§ **Passage to read**
>> begin

The life K leads seems sad, same as Deckard’s life in the city before him. Humans loathe replicants and he must endure epithets like “skinner”/”skin job” without reacting. He comes home to a tiny shoebox apartment and interacts only with his holographic AI girlfriend, Joi (Ana De Armas). Joi is a product of course of the Wallace company, same as K. She seems to be the cheapest, out-of-the-box model, ads for her are everywhere in the city. Rounding out the supporting cast are Robin Wright as the hardboiled LAPD Lieutenant Joshi and Sylvia Hoeks as Luv, Wallace’s faithful replicant assistant and muscle.
The acting across the board is stellar, as expected from the talented cast. Chemistry between Gosling and Ford sparks, and Leto, Hoeks, and every other actor turn in inspired performances. Jared Leto is as good as he thinks he is, truly a wonderful actor who pours himself into his roles. Gosling shines as K. He manages to sell the idea that a professional killer can be childlike in his take on the world. As pathetic as the love he has for Joi may seem to us, it is real to K and it comes through poignantly.
“The acting across the board is stellar, as expected from the talented cast.”
Music and sound are critical to the film. Hans Zimmer and Benjamin Wallfisch have succeeded as Roger Deakins did with the cinematography in evoking the atmosphere of the original without being a slave to it. The sequel is even more beautifully painted in light and sound, textured and complicated and wonderful. The visual detail of the world demands full immersion and multiple viewings. There’s far more to discover than can even be hinted at in a review.
For deep geek fans of the first film there are echoes everywhere from small visual cues to audio effects and musical callbacks. However, it also stands on its own and could be enjoyed without having seen the original (watch the original).

>> end

Entries from an annotation dataset
>> begin

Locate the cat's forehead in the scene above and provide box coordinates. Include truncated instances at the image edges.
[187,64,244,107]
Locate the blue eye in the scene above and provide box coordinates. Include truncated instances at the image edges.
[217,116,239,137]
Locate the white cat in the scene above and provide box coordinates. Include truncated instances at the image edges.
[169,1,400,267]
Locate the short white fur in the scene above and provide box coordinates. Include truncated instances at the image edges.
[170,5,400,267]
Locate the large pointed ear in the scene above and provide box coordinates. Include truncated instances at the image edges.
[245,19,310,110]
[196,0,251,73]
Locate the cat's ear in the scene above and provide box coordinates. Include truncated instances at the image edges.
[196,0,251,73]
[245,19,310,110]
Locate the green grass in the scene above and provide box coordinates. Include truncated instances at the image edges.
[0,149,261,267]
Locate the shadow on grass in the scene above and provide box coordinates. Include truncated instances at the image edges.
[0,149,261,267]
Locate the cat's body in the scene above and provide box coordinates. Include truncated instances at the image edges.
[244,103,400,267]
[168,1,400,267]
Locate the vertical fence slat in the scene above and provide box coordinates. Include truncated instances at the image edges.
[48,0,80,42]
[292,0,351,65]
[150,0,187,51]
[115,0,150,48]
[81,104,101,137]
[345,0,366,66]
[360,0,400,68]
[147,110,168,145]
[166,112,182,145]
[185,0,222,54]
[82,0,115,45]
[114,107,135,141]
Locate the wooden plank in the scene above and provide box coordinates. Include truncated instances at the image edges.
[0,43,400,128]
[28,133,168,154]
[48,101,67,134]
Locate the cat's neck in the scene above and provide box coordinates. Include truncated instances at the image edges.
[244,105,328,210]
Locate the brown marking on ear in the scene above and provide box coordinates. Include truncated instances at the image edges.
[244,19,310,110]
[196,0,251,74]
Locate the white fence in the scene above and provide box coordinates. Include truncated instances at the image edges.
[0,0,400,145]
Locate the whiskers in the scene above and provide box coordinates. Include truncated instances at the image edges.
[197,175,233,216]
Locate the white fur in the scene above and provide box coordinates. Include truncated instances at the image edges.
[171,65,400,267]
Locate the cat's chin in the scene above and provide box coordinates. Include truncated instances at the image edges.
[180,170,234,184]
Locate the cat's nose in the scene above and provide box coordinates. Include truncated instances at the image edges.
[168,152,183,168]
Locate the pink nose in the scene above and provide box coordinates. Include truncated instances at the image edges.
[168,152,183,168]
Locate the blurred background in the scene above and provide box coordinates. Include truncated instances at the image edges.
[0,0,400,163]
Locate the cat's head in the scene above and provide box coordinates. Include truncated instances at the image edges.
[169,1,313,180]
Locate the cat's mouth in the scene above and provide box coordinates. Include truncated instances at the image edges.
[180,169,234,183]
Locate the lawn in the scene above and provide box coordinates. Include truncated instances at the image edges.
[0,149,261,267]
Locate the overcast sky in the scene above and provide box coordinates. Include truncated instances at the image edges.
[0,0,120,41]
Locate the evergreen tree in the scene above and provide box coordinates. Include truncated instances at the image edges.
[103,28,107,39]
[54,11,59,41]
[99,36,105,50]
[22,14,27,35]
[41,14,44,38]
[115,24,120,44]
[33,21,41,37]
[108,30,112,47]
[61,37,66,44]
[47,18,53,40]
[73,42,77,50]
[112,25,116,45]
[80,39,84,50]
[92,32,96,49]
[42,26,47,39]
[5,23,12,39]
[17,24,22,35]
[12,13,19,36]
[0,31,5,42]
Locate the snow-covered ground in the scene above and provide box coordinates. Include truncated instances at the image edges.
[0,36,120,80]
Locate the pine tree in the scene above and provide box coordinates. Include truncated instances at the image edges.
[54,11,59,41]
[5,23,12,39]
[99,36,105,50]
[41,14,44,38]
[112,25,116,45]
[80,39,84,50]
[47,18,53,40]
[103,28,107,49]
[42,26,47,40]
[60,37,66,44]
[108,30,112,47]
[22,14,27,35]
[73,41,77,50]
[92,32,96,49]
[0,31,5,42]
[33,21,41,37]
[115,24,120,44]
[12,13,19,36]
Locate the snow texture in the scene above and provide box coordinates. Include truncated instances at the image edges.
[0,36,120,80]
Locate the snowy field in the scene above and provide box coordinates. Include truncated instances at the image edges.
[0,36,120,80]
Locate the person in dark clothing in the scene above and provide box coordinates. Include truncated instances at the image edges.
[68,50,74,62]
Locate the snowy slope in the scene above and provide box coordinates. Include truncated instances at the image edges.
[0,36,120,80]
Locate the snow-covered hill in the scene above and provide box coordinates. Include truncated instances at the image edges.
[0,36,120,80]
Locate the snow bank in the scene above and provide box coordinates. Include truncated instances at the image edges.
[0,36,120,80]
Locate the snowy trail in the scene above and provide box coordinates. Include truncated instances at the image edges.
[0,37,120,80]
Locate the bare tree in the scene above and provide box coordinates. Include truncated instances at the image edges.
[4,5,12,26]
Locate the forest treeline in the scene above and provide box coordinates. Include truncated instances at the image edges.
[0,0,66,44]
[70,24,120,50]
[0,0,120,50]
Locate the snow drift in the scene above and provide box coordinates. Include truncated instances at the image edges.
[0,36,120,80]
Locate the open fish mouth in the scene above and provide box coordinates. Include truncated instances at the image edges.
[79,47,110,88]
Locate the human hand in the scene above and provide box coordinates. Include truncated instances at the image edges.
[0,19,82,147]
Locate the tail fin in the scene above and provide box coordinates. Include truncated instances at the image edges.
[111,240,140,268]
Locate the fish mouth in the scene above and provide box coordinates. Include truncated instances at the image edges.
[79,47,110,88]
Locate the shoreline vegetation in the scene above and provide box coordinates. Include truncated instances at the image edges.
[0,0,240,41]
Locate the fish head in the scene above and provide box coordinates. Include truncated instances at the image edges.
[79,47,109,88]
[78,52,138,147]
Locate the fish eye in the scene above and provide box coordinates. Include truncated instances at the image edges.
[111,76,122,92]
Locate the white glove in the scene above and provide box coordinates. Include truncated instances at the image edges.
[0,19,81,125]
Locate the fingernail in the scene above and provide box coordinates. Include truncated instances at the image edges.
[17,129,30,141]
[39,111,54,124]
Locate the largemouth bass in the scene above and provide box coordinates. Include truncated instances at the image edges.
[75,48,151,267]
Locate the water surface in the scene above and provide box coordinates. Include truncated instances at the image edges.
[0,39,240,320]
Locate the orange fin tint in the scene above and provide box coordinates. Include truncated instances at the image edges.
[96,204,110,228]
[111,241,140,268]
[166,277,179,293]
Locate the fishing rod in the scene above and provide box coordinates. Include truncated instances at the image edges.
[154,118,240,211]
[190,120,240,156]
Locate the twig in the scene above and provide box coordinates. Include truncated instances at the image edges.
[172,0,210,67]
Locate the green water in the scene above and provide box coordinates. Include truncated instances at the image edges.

>> end

§ **Task A**
List every actor the film review names, giving each name as it appears there.
§ **Task B**
Reproduce the part of the records starting with the line with "Locate the cat's neck" and going on through the line with "[180,169,234,183]".
The film review and the records are unrelated material.

§ **Task solution A**
Ana De Armas, Robin Wright, Sylvia Hoeks, Gosling, Ford, Jared Leto

§ **Task solution B**
Locate the cat's neck in the scene above and provide box coordinates. Include truncated instances at the image edges.
[244,105,328,210]
Locate the brown marking on ear in the scene above and provide box coordinates. Include truncated instances at the image edges.
[244,19,310,110]
[196,0,251,74]
Locate the white fence in the scene above and provide box coordinates. Include truncated instances at the image edges.
[0,0,400,145]
Locate the whiskers in the scene above and provide box coordinates. Include truncated instances at the image edges.
[197,175,233,216]
Locate the white fur in the scene above and provide box coordinates. Include truncated instances at the image edges.
[171,65,400,267]
Locate the cat's chin in the scene above and provide box coordinates. Include truncated instances at the image edges.
[180,170,234,184]
Locate the cat's nose in the scene above and provide box coordinates. Include truncated instances at the image edges.
[168,152,183,168]
Locate the pink nose in the scene above and provide box coordinates. Include truncated instances at the image edges.
[168,152,183,168]
Locate the blurred background in the scene above and provide box coordinates. Include truncated instances at the image edges.
[0,0,400,163]
Locate the cat's head in the scene above and provide box coordinates. Include truncated instances at the image edges.
[169,1,313,180]
Locate the cat's mouth in the scene above and provide box coordinates. Include truncated instances at the image edges.
[180,169,234,183]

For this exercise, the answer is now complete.